___ PAGE TEXT

Regretting Words Unspoken


This is a short story, but to my best memory - the truth. I will never forget this because it was one of the most painful losses of my life to this day. I loved my Granny.

I stood at the foot of my grandmother’s bed, hiding my frustration with Granny’s condition and the inflamed gall bladder she was scheduled to have removed in the next few hours. My good friend Ryan had come with me to visit; he’d heard me tell all the stories of this great lady and her influence on my life, and he was being a good friend by showing his support. Granny looked at me with desperate eyes, yet still found some way to smile.

“Jason, it’s good to see ya, boy! Get over here and give your old Granny a hug,” she said.

I sent her a grin and then hunched over one of the closest friends I ever had. I held her in a tight embrace, and couldn’t help but think of the last time I’d seen Granny – the Chicago Bulls had just won yet another game, with Michael Jordan and Scottie Pippen at the helm. Granny knew what a big MJ fan I was, but Scottie was always her favorite. I stood back up and looked down and pretended to scold my grandmother.

______
___ RECORDS PROVIDED

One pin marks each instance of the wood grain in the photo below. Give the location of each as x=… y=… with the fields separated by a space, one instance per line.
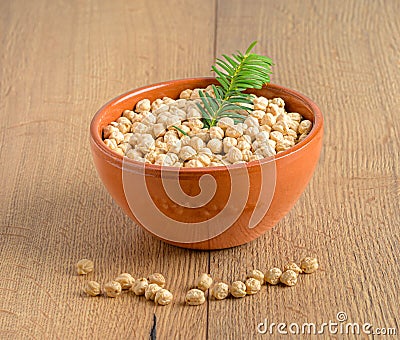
x=61 y=60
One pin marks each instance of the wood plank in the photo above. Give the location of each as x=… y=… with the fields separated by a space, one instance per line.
x=344 y=55
x=60 y=62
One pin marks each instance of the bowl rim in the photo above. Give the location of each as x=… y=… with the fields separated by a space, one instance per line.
x=98 y=141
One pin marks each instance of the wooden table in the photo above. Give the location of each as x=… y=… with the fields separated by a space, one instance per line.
x=62 y=60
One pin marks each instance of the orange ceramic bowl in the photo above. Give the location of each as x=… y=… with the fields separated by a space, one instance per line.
x=228 y=218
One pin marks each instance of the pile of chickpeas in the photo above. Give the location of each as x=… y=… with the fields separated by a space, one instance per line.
x=171 y=132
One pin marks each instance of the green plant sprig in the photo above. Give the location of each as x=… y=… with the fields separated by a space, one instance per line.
x=235 y=74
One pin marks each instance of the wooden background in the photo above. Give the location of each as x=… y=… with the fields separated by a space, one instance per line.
x=61 y=60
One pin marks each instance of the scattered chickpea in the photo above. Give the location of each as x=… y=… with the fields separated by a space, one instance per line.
x=292 y=266
x=253 y=286
x=172 y=126
x=204 y=281
x=92 y=288
x=238 y=289
x=273 y=275
x=157 y=278
x=126 y=280
x=139 y=286
x=84 y=266
x=195 y=297
x=220 y=291
x=112 y=289
x=256 y=274
x=163 y=297
x=289 y=277
x=309 y=265
x=151 y=290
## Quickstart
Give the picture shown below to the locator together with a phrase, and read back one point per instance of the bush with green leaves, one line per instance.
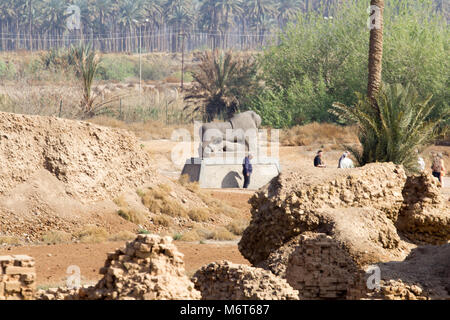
(318, 61)
(115, 68)
(394, 128)
(7, 70)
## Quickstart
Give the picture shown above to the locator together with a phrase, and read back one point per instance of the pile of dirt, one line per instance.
(60, 174)
(424, 274)
(425, 215)
(289, 205)
(95, 163)
(148, 268)
(228, 281)
(321, 233)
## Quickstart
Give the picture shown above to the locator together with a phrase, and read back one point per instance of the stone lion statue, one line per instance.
(238, 133)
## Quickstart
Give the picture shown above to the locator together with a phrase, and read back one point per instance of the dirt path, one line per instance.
(53, 261)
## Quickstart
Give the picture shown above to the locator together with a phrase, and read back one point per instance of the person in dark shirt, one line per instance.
(318, 162)
(247, 170)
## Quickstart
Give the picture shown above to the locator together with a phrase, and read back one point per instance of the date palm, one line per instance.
(220, 83)
(287, 10)
(375, 50)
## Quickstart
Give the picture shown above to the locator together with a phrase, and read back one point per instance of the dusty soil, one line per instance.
(53, 261)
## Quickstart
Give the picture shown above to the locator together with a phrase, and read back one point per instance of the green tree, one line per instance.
(392, 131)
(221, 83)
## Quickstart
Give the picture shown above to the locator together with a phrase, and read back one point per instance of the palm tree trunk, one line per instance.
(375, 49)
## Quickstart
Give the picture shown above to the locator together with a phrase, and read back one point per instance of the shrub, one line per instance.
(152, 71)
(56, 237)
(157, 201)
(131, 215)
(115, 68)
(7, 240)
(162, 221)
(222, 234)
(7, 70)
(237, 227)
(317, 61)
(92, 234)
(123, 236)
(199, 214)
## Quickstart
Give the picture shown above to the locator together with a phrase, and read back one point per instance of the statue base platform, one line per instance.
(217, 173)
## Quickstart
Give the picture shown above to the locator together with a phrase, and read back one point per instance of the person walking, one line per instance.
(420, 162)
(344, 156)
(438, 167)
(318, 162)
(247, 170)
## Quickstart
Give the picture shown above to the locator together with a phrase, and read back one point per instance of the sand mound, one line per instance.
(425, 274)
(93, 162)
(59, 174)
(425, 216)
(289, 205)
(228, 281)
(148, 268)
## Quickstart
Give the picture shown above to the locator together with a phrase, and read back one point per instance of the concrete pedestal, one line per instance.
(216, 173)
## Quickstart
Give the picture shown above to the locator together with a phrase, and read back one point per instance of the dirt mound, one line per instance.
(425, 215)
(62, 175)
(94, 162)
(228, 281)
(148, 268)
(424, 274)
(289, 205)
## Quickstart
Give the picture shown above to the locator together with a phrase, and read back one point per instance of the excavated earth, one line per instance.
(148, 268)
(59, 174)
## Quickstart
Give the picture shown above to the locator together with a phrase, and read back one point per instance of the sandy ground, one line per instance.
(52, 261)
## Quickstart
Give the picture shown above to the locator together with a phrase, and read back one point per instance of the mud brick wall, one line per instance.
(321, 268)
(17, 277)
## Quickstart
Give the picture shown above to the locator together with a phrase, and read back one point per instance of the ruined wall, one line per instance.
(228, 281)
(17, 277)
(425, 216)
(286, 207)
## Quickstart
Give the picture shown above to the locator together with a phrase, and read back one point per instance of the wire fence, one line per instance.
(162, 41)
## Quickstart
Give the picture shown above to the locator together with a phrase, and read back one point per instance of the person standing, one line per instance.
(318, 162)
(345, 155)
(438, 167)
(247, 170)
(420, 162)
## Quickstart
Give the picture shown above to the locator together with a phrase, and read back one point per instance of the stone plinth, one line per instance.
(224, 172)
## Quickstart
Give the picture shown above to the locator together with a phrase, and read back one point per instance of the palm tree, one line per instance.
(375, 50)
(181, 18)
(131, 14)
(227, 10)
(395, 129)
(86, 65)
(287, 10)
(220, 84)
(258, 13)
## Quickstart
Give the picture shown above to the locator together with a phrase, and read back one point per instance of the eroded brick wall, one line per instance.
(17, 277)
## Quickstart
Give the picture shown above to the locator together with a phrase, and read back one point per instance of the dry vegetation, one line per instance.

______

**INSTRUCTIONS**
**A)** Pull out every line of the listing that contains the string "pile".
**B)** Write the next part of the story above about visiting Granny before her gall bladder surgery, starting right after its final sentence.

**ANSWERS FOR THE TASKS**
**A)**
One pin marks each instance of the pile of chickpeas in the photo above. Give the location of each as x=… y=… with the fields separated by a space, one instance per line.
Give the picture shown above to the locator together with a phrase, and read back one point per instance of the pile of dirt, one line per instance.

**B)**
“Granny, Ryan and I came all the way up here from Erskine because we heard that you’ve been giving these nurses fits,” I said as I winked at my friend Ryan.

Ryan walked up to her and nodded with his usual friendly face, “Nice to meet you…your grandson has told me an awful lot about you.”

She scoffed, “Ha! I bet you didn’t hear about me bothering these nice young nurses. You probably just came to see me because it’ll give you another excuse to get something to eat! Well – go on to the house…I’m sure you’ll find something.”

Ryan and I both could tell she was just teasing, even though I was notorious in my high school days for going around the block to visit my Granny, just to eat an extra supper after the one my mom had already fixed. Granny even gave in and laughed a little at herself. But her short chuckles turned into spasmodic coughs. The color in her face changed slightly, but she still tried to pretend that everything was okay as best she could. The act only lasted for so long. I could tell she was feeling some discomfort, and I gave my buddy Ryan a concerned look. He just shrugged his shoulders as if to say he wasn’t quite sure what to make of it. We both looked at Granny, and she started talking again.

“I tell ya, Jase…these doctors, they tell me everything’s gonna be ok – but I just don’t know. Your Granny’s not as young as she used to be, ya know? I’ve just been feeling so awful,” she told me.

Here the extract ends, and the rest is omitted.